▶ [Information shown]
· · ·

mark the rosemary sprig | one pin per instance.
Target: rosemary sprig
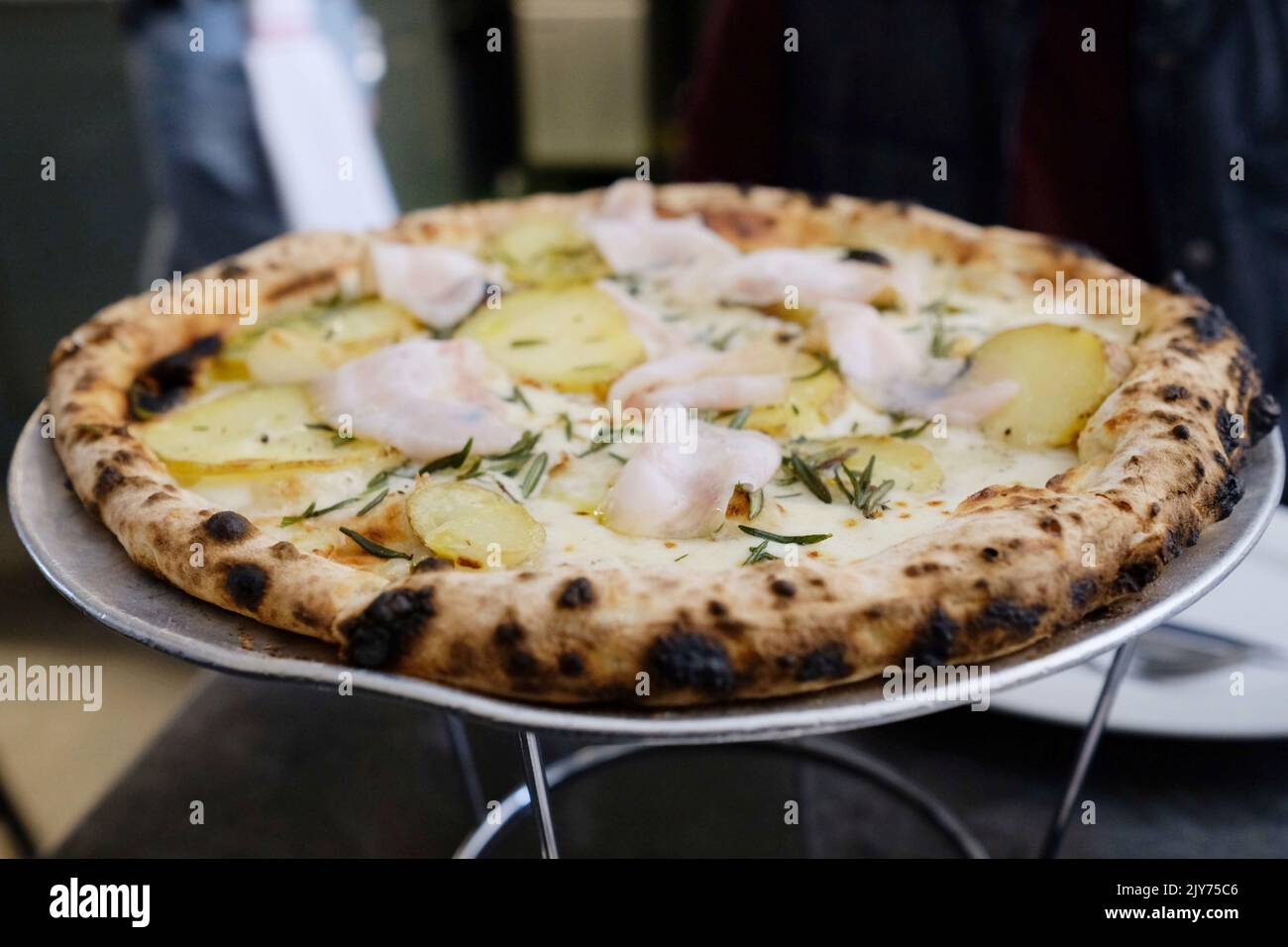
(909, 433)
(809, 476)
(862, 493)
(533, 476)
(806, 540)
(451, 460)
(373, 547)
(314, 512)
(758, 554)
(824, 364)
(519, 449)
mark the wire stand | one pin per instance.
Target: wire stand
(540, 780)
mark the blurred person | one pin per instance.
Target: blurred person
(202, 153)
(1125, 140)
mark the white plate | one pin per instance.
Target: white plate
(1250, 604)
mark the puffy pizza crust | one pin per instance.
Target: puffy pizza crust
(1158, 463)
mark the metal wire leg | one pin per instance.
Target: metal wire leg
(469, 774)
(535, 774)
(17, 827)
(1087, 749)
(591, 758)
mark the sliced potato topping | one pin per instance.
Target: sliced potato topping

· · ·

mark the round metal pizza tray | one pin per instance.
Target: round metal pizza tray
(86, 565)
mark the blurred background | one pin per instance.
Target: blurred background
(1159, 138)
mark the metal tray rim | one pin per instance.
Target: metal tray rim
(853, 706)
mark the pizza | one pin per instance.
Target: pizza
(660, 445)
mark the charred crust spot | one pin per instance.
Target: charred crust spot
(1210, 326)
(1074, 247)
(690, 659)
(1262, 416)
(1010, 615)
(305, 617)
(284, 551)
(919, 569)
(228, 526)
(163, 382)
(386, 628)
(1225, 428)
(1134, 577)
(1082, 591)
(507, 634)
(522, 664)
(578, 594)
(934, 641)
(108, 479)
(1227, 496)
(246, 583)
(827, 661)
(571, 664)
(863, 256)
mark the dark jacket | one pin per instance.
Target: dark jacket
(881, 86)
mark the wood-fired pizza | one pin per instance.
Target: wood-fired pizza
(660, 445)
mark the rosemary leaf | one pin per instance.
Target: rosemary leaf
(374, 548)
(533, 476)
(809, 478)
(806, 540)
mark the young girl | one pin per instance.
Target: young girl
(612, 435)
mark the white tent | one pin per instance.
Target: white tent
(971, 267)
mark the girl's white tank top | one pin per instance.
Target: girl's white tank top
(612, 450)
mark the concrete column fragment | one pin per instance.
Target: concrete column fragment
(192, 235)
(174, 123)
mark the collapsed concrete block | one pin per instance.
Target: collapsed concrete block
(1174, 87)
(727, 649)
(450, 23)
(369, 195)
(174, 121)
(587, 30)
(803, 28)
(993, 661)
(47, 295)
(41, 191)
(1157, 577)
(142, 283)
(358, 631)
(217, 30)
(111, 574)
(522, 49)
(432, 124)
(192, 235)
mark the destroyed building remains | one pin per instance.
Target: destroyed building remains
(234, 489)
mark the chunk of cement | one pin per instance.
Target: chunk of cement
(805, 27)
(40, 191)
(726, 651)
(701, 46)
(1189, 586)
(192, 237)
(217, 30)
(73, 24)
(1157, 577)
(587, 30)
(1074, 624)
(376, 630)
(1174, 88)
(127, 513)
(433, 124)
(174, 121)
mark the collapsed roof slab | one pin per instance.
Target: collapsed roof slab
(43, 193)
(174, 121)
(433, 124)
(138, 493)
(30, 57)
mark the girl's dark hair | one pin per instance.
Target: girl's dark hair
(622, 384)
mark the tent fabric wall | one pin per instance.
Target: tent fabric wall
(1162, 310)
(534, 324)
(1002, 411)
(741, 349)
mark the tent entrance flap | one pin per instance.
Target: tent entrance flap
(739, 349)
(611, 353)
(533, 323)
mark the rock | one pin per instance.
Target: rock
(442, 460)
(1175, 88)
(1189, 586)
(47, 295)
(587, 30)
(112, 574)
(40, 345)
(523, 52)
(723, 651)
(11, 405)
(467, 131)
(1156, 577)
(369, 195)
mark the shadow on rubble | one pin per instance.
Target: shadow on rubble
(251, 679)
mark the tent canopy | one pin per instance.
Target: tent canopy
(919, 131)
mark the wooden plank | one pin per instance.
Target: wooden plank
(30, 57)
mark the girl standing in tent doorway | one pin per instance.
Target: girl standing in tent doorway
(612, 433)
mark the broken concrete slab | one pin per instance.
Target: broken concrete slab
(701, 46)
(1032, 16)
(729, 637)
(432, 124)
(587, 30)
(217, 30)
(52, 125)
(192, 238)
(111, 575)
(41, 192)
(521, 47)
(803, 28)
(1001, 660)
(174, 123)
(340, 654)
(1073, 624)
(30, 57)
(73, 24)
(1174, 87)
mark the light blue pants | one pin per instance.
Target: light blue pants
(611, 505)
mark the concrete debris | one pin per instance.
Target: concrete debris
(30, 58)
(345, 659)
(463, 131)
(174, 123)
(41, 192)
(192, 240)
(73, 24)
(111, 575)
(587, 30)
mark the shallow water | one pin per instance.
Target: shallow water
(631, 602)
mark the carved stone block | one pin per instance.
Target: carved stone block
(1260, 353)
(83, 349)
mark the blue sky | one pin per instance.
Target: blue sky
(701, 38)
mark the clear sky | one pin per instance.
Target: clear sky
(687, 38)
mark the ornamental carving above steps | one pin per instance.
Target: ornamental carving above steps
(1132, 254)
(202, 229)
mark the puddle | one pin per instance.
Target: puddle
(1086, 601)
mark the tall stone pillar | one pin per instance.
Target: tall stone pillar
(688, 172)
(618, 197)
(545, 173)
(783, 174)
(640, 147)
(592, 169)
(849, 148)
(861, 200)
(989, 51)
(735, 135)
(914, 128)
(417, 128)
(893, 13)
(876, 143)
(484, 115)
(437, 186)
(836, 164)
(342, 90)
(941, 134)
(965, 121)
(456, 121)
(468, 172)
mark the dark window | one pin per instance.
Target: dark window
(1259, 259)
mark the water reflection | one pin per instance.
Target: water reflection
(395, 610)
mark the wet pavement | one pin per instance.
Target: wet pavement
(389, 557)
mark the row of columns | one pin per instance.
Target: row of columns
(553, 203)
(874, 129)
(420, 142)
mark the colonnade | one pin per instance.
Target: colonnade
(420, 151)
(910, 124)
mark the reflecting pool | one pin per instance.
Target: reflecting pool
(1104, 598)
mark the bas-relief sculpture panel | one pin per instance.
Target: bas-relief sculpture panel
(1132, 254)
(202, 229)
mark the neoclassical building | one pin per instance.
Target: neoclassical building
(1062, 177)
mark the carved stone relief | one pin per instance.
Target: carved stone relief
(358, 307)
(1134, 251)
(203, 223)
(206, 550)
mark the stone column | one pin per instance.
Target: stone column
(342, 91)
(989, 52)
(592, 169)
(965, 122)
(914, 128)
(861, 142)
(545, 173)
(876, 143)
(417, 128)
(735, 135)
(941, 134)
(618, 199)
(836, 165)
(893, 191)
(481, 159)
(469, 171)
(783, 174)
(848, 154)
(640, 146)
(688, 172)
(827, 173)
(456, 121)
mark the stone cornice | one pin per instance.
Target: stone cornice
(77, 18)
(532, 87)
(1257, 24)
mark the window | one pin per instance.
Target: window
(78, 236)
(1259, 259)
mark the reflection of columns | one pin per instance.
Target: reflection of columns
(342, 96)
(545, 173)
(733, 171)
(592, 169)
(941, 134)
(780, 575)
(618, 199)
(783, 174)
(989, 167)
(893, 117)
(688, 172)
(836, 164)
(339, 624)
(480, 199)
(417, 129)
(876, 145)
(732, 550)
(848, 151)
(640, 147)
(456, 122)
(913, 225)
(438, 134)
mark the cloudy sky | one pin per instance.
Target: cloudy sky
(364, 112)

· · ·

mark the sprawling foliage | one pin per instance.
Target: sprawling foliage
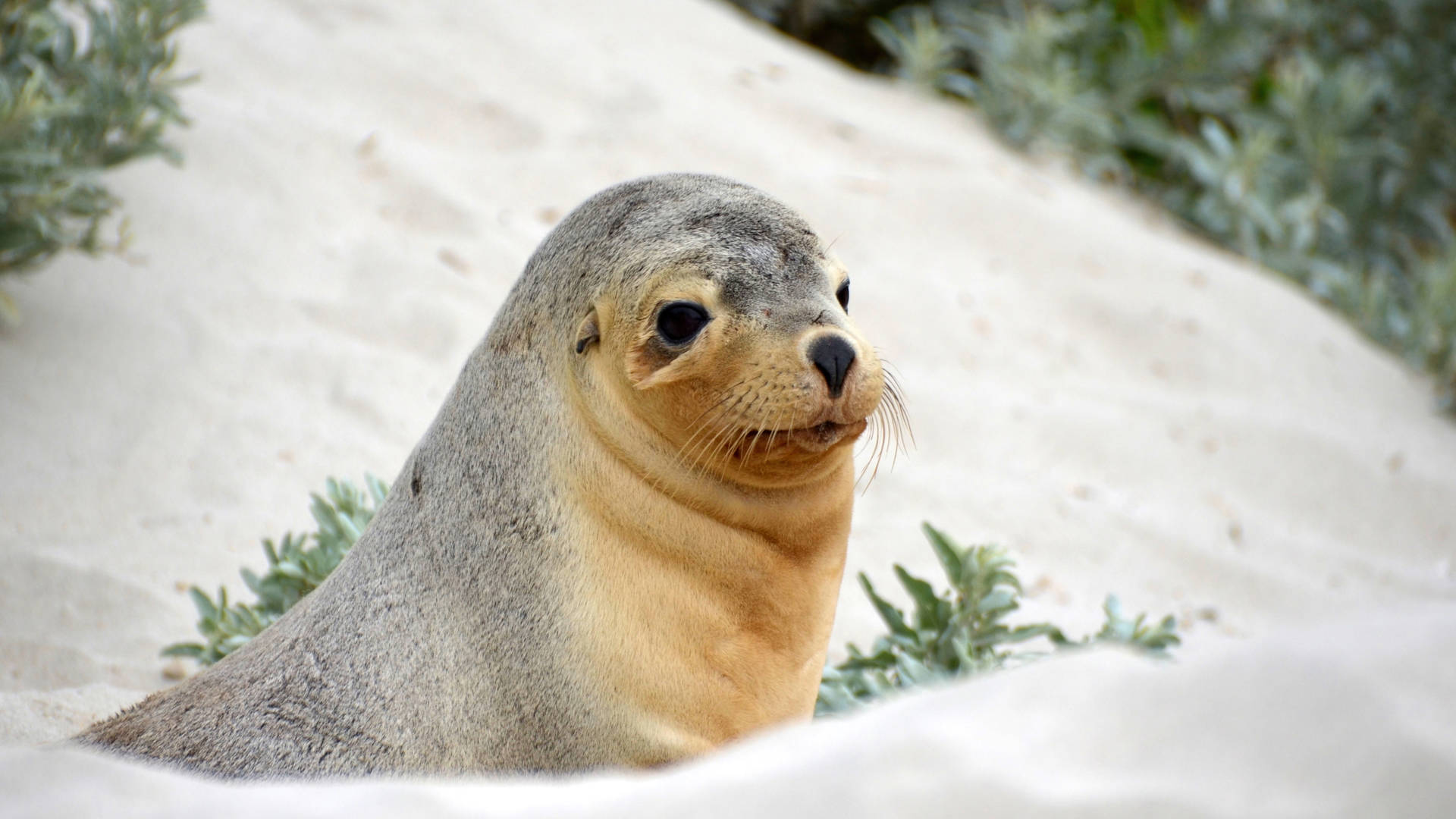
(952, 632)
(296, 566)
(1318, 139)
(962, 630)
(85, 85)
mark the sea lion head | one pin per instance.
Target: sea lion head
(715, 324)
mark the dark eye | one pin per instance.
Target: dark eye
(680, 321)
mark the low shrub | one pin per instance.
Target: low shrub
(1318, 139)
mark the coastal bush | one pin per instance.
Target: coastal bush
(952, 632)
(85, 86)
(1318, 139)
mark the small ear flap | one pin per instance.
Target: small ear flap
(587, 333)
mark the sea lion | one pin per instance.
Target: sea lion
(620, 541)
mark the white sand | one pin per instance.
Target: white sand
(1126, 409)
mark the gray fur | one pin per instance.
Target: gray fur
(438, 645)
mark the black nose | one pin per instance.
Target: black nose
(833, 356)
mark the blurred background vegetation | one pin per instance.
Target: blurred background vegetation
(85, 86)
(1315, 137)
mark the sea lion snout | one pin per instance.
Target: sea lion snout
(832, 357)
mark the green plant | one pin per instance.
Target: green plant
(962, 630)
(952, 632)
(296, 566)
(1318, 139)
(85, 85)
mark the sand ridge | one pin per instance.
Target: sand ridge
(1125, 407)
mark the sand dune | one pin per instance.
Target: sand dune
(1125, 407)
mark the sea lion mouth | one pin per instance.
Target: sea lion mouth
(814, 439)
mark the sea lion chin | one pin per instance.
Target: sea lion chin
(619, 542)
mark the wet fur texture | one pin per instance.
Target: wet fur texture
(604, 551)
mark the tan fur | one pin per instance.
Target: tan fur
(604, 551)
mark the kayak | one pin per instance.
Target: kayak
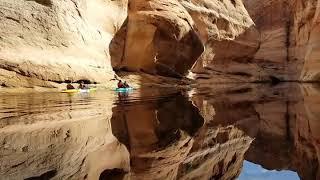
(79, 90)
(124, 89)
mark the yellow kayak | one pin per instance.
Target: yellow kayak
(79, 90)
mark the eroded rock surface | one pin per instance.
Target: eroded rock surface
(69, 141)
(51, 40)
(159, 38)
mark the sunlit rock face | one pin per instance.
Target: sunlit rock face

· · ·

▶ [What is needed]
Of all the entries above, output exactly the lines between the one holding "Target: metal wire leg" and the one holding "Target: sliced potato topping", inclusive.

▶ [Your response]
Target: metal wire leg
(469, 774)
(535, 774)
(17, 827)
(1087, 749)
(591, 758)
mark the sliced potato topping | one pin per instance.
Target: sliced potato topping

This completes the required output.